● **DIRECTIONS FOR THIS TASK**: The data below needs to be returned exactly, line for line.

● **INPUT ROWS**:

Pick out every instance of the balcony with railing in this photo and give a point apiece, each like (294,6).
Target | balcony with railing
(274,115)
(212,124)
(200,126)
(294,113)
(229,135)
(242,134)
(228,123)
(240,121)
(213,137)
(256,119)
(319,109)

● **ANSWER TO THIS TASK**:
Pick out every instance of the balcony with railing in this photo and give a point apiece, each like (294,6).
Target | balcony with railing
(274,115)
(212,124)
(200,126)
(294,113)
(229,135)
(242,134)
(228,123)
(240,121)
(213,137)
(256,119)
(319,109)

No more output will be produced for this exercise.